• _Exercise_
Exactly and only the lines from the one with "Spot the grassy" through the end of the listing are to be transcribed, both ends included.

• _Items from a data source_

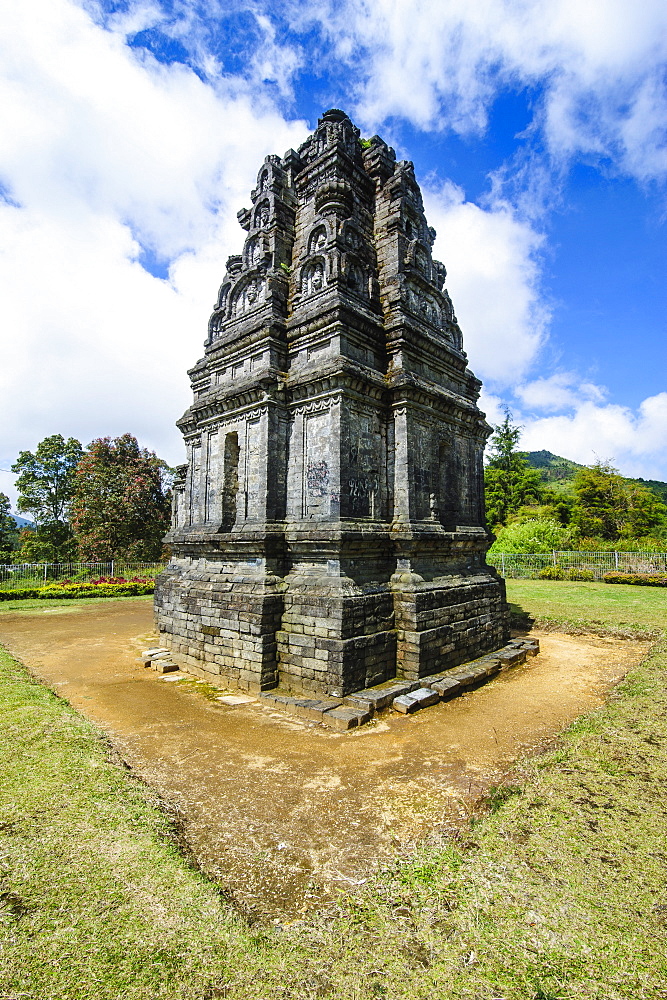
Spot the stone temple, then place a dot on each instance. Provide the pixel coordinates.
(328, 527)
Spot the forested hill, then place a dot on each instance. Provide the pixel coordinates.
(559, 473)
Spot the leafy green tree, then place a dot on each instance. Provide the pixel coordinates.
(537, 535)
(610, 507)
(509, 481)
(8, 531)
(46, 483)
(121, 506)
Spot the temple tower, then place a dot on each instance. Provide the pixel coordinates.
(328, 529)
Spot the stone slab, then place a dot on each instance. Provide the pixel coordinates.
(421, 698)
(375, 699)
(511, 657)
(345, 718)
(165, 666)
(448, 687)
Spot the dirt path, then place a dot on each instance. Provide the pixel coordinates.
(281, 811)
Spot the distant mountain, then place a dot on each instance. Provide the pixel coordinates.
(22, 522)
(660, 489)
(558, 473)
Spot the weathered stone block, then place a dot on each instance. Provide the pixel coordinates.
(333, 342)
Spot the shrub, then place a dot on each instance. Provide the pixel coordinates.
(537, 535)
(637, 579)
(126, 589)
(585, 575)
(18, 594)
(551, 573)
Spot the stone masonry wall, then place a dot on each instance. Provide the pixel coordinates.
(328, 530)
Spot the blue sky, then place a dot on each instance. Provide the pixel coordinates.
(131, 133)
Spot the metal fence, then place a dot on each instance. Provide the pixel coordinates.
(527, 565)
(13, 577)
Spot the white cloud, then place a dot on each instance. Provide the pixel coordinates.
(561, 391)
(441, 65)
(634, 441)
(492, 258)
(106, 152)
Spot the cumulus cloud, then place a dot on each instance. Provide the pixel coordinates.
(561, 391)
(633, 440)
(600, 64)
(492, 258)
(109, 156)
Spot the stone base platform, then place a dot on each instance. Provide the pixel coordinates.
(402, 696)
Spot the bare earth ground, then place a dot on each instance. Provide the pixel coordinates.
(278, 811)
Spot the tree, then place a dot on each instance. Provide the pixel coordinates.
(8, 530)
(45, 483)
(121, 505)
(539, 535)
(610, 507)
(509, 481)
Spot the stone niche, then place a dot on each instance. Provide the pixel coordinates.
(328, 527)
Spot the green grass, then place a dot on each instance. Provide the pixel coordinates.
(68, 604)
(557, 891)
(617, 610)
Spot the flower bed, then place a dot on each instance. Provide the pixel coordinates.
(102, 587)
(637, 579)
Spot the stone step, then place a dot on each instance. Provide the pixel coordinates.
(403, 696)
(421, 698)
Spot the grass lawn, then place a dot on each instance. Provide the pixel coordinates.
(557, 892)
(66, 604)
(609, 608)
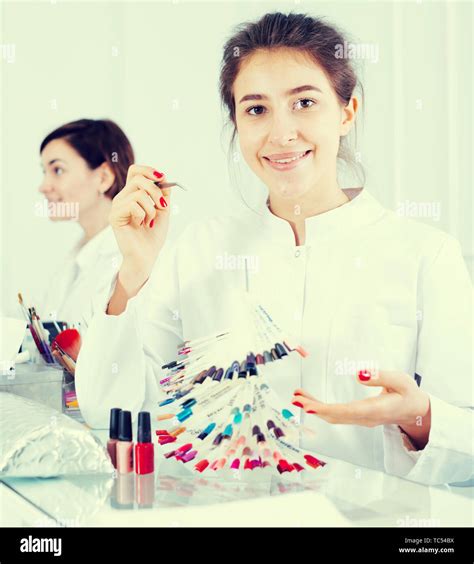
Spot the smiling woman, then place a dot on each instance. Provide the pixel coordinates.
(84, 165)
(345, 275)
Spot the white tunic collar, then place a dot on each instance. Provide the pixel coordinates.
(362, 209)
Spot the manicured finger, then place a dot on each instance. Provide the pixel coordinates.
(308, 405)
(391, 380)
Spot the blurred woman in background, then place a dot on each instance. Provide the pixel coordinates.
(85, 165)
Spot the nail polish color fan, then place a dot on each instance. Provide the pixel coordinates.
(221, 412)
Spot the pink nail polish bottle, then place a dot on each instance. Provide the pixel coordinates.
(113, 435)
(125, 443)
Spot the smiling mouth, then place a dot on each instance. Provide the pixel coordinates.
(287, 158)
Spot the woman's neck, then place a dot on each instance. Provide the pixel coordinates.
(95, 219)
(320, 199)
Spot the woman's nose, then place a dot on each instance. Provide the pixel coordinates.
(45, 187)
(282, 129)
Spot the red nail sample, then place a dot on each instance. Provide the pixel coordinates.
(364, 375)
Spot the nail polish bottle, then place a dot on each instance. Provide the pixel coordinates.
(113, 435)
(125, 443)
(144, 449)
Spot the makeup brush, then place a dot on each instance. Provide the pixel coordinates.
(169, 185)
(70, 342)
(23, 308)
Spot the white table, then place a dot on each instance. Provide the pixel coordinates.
(340, 494)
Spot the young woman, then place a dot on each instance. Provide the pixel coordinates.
(85, 165)
(359, 286)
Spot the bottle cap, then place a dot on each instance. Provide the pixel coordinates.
(125, 426)
(144, 427)
(113, 427)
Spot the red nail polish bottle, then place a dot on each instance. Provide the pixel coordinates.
(144, 448)
(364, 375)
(113, 435)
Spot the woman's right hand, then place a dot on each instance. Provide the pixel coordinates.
(140, 219)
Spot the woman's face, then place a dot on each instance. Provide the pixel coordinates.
(289, 121)
(69, 185)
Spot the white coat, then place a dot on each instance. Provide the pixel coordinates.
(367, 288)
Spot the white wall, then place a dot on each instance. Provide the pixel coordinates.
(153, 67)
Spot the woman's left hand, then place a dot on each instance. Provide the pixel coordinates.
(400, 402)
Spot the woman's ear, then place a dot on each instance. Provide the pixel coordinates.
(348, 115)
(106, 177)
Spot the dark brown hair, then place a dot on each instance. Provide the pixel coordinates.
(301, 32)
(98, 141)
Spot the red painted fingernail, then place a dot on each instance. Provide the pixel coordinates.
(364, 375)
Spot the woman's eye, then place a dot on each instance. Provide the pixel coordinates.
(256, 110)
(305, 103)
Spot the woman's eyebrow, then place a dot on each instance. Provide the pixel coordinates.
(297, 90)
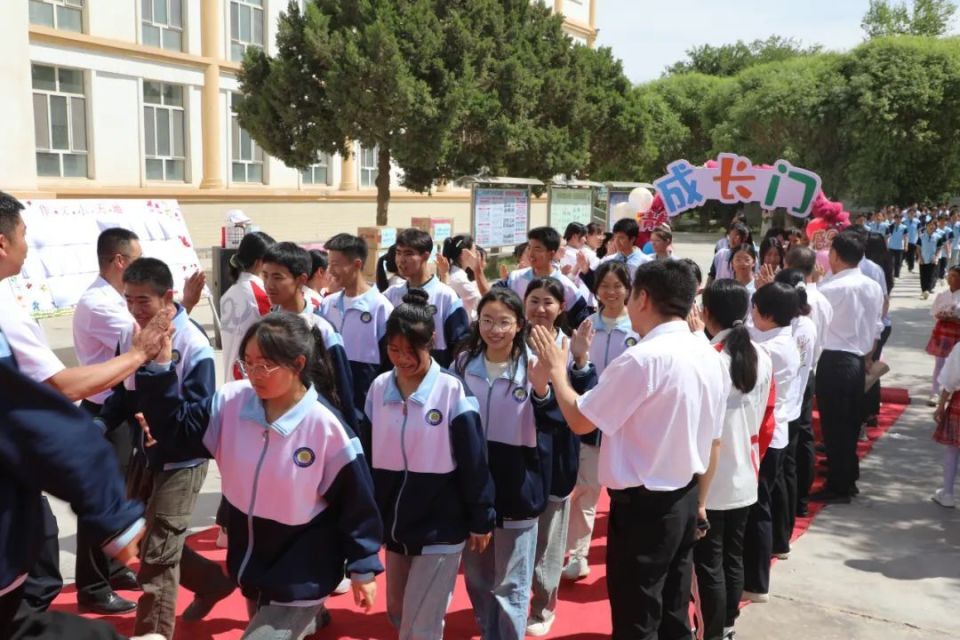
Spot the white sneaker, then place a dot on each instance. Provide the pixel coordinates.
(576, 569)
(944, 499)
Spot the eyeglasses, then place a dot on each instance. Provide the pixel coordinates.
(249, 370)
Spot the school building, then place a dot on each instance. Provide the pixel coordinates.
(131, 99)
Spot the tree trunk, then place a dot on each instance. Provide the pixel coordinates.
(383, 185)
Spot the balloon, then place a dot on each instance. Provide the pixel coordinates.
(641, 199)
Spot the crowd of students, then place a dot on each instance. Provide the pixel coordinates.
(455, 420)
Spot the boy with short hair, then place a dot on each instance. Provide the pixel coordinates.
(414, 247)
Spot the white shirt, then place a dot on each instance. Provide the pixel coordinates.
(857, 303)
(99, 320)
(738, 462)
(660, 407)
(782, 349)
(26, 339)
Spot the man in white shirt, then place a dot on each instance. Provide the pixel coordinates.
(660, 407)
(848, 346)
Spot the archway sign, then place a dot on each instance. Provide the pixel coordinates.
(733, 179)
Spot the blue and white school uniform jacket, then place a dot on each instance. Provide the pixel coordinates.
(451, 318)
(48, 444)
(611, 339)
(298, 492)
(519, 435)
(195, 368)
(362, 327)
(429, 461)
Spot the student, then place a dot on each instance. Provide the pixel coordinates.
(358, 312)
(774, 308)
(246, 300)
(453, 322)
(493, 363)
(544, 242)
(614, 335)
(167, 480)
(718, 557)
(429, 461)
(292, 532)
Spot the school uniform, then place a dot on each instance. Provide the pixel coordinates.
(361, 322)
(433, 489)
(451, 319)
(241, 306)
(299, 495)
(857, 303)
(656, 440)
(519, 436)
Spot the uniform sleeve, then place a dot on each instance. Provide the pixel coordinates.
(473, 472)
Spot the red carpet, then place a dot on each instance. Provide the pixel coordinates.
(583, 612)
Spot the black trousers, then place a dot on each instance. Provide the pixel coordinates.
(758, 538)
(718, 560)
(650, 562)
(840, 377)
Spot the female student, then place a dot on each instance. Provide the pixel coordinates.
(298, 491)
(614, 335)
(246, 299)
(718, 557)
(518, 418)
(431, 478)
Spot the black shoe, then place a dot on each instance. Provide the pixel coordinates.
(203, 605)
(111, 604)
(125, 581)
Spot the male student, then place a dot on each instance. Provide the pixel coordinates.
(167, 481)
(658, 451)
(453, 323)
(357, 311)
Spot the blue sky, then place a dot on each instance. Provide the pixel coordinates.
(649, 35)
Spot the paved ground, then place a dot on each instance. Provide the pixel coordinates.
(885, 567)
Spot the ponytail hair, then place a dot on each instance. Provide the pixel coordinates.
(726, 300)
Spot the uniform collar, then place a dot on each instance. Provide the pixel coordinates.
(253, 410)
(419, 396)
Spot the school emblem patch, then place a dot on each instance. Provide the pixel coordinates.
(304, 457)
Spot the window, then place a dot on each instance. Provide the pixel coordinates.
(368, 167)
(246, 155)
(246, 26)
(164, 135)
(162, 22)
(59, 121)
(318, 174)
(59, 14)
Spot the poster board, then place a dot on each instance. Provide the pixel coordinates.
(62, 247)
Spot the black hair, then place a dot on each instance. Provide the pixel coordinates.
(290, 255)
(416, 239)
(628, 227)
(252, 247)
(473, 345)
(283, 337)
(547, 236)
(848, 247)
(802, 258)
(727, 301)
(152, 272)
(778, 301)
(10, 209)
(795, 279)
(574, 229)
(413, 319)
(670, 285)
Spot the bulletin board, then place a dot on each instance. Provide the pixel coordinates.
(62, 238)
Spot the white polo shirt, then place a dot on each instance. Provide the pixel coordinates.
(99, 320)
(660, 406)
(26, 339)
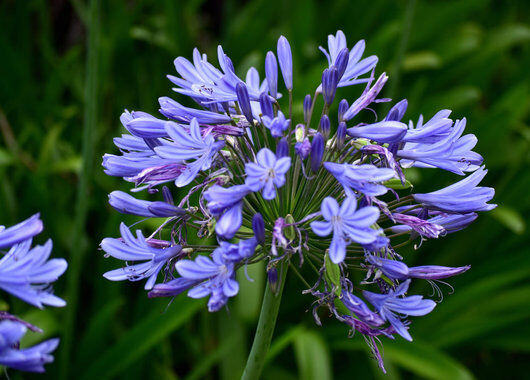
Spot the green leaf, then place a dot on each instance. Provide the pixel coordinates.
(417, 357)
(395, 183)
(421, 60)
(5, 157)
(145, 335)
(312, 356)
(509, 218)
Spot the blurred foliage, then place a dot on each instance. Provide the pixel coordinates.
(469, 56)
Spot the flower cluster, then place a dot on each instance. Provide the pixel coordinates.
(26, 273)
(257, 184)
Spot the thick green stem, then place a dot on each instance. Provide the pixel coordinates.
(266, 324)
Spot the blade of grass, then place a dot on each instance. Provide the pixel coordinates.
(77, 247)
(141, 338)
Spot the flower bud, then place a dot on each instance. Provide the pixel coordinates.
(341, 63)
(272, 277)
(244, 101)
(307, 108)
(168, 197)
(299, 133)
(286, 61)
(271, 73)
(266, 105)
(330, 79)
(341, 134)
(317, 152)
(282, 149)
(303, 148)
(343, 107)
(325, 126)
(258, 226)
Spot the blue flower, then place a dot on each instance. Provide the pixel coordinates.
(388, 305)
(127, 204)
(452, 152)
(226, 205)
(366, 179)
(356, 67)
(204, 82)
(426, 228)
(26, 359)
(237, 252)
(217, 275)
(189, 145)
(358, 307)
(346, 223)
(278, 125)
(176, 111)
(368, 96)
(461, 197)
(20, 232)
(382, 132)
(268, 173)
(271, 73)
(397, 270)
(172, 288)
(26, 273)
(131, 249)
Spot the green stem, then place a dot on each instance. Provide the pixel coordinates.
(79, 238)
(266, 324)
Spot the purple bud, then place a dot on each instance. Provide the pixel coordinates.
(168, 197)
(172, 288)
(228, 64)
(282, 149)
(303, 148)
(330, 79)
(343, 107)
(163, 209)
(307, 108)
(435, 272)
(317, 152)
(244, 101)
(286, 61)
(266, 105)
(341, 63)
(271, 72)
(325, 126)
(272, 277)
(341, 134)
(258, 226)
(396, 113)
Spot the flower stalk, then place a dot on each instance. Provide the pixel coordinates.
(266, 324)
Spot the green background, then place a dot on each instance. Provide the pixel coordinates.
(68, 69)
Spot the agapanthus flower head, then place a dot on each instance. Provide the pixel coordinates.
(26, 273)
(261, 183)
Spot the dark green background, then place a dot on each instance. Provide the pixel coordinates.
(61, 94)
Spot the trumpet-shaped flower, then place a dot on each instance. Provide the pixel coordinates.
(131, 249)
(345, 223)
(391, 305)
(217, 275)
(24, 359)
(26, 273)
(267, 174)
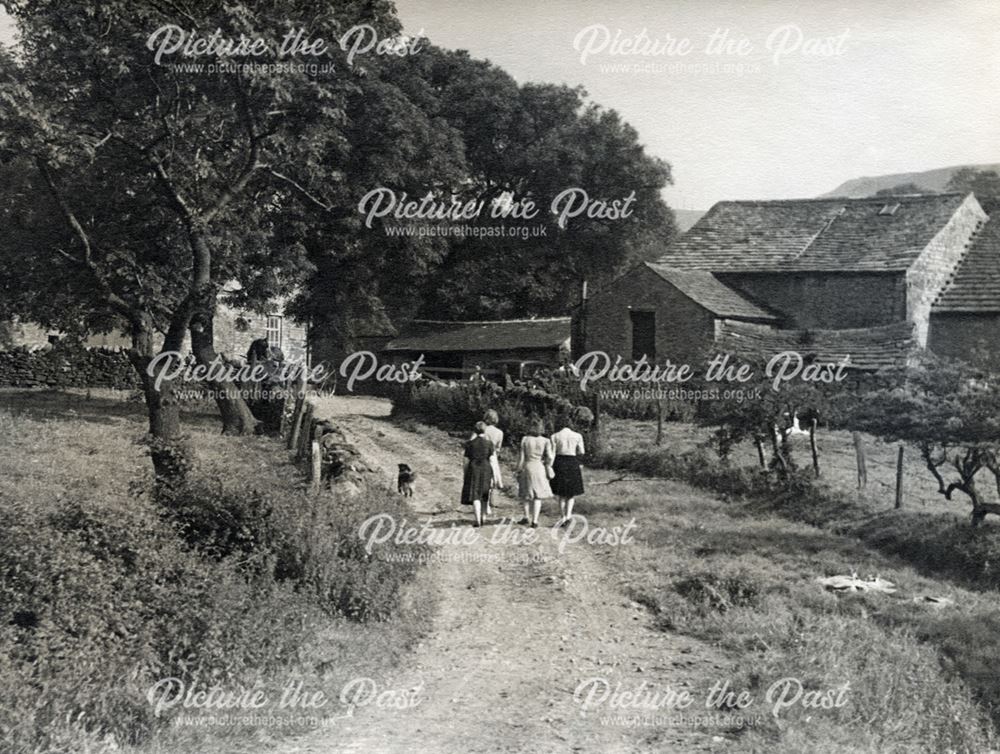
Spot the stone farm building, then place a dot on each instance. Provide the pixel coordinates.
(873, 278)
(451, 347)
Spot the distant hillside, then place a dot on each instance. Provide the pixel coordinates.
(928, 180)
(687, 217)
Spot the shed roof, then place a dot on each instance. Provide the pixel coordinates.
(497, 335)
(870, 348)
(875, 234)
(704, 288)
(975, 285)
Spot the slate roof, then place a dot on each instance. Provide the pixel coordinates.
(870, 348)
(812, 235)
(705, 289)
(497, 335)
(975, 284)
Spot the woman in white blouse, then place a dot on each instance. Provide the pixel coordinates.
(567, 483)
(534, 467)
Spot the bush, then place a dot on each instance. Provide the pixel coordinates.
(459, 407)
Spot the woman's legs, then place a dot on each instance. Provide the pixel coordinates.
(568, 514)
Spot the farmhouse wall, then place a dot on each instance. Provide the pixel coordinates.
(825, 300)
(683, 328)
(968, 336)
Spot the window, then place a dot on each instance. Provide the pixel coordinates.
(273, 331)
(643, 335)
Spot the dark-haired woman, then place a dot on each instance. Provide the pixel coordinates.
(478, 473)
(567, 483)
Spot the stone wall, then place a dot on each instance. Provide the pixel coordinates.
(683, 328)
(67, 367)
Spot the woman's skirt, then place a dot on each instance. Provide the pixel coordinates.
(477, 481)
(568, 481)
(533, 482)
(495, 466)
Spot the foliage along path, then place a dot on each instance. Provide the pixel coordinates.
(516, 628)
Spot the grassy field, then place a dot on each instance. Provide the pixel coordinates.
(922, 678)
(838, 467)
(107, 599)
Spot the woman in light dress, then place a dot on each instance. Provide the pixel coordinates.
(495, 435)
(567, 445)
(534, 468)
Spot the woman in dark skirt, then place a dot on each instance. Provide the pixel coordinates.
(478, 476)
(567, 483)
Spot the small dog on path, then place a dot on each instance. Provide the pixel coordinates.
(404, 482)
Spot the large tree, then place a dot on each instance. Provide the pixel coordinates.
(536, 141)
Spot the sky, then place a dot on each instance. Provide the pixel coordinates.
(821, 92)
(905, 85)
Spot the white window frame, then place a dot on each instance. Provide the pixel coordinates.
(274, 330)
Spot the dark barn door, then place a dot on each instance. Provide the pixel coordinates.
(643, 335)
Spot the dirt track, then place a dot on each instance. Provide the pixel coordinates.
(518, 627)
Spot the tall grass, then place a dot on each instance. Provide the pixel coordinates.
(106, 588)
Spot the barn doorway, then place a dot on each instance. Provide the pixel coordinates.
(643, 335)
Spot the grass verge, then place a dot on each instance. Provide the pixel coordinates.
(241, 582)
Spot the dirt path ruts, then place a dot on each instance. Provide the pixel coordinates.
(518, 627)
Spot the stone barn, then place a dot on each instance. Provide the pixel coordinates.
(965, 317)
(819, 271)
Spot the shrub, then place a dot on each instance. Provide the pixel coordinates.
(459, 407)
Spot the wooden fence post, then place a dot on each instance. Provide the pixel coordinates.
(758, 441)
(305, 434)
(812, 446)
(296, 424)
(659, 421)
(859, 455)
(899, 477)
(315, 466)
(297, 396)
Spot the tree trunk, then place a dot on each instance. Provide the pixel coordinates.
(170, 456)
(236, 416)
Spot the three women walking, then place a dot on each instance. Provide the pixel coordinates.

• _Answer to this problem_
Spot the grassy field, then place a dot on each instance. Provide the pixel coordinates.
(922, 678)
(838, 467)
(107, 599)
Spot the woman in light dress, then place a dot on each instance. Provide the pixel coordinates.
(495, 435)
(567, 445)
(534, 468)
Spot the woman in dark skirt, then place a dot on each instance. Provide the pixel coordinates.
(478, 476)
(567, 483)
Spot the small dog on path, then place a dot on each instance. Provide the pixel coordinates.
(404, 482)
Spot the large tree, then place a dot on each instance. Provide the pixel coordinates.
(536, 141)
Spot the sky, then place a dot on each instance. Provide the pixel coordinates.
(821, 92)
(905, 85)
Spot the white window frame, then place a dot on each instance. Provide the pixel coordinates.
(274, 330)
Spot the dark barn door, then place a dot on each instance. Provide the pixel coordinates.
(643, 335)
Spot the dirt track, then place a dot on each instance. Provide the pixel coordinates.
(518, 627)
Spot the tall grass, then place a dot on each instance. Provide the pixel coordinates.
(106, 588)
Spot the barn doorway, then place a dot on each instance. Provide the pixel coordinates.
(643, 335)
Spot the grass verge, then place a dot on each instance. Provide the pixel coordinates.
(241, 582)
Spot the dirt path ruts, then place a dot on each instance. Provide the pixel coordinates.
(518, 627)
Spot the stone barn, then place a dot on each instance. Provide the pixel coordinates.
(965, 317)
(819, 271)
Spot the shrub, then place a dot on each instance. Provide the pixel coordinates.
(459, 407)
Spot the wooden fence post, then place a dot on each instance. Provide the pixel coordinates.
(758, 441)
(305, 434)
(812, 446)
(296, 424)
(659, 421)
(859, 455)
(899, 477)
(315, 466)
(297, 396)
Spot the tree trunk, then place a dot on each instance. Provide the pixel coordinates.
(170, 456)
(236, 416)
Spot the three women walking, then place a dot on each instance. Provide the pixel coordinates.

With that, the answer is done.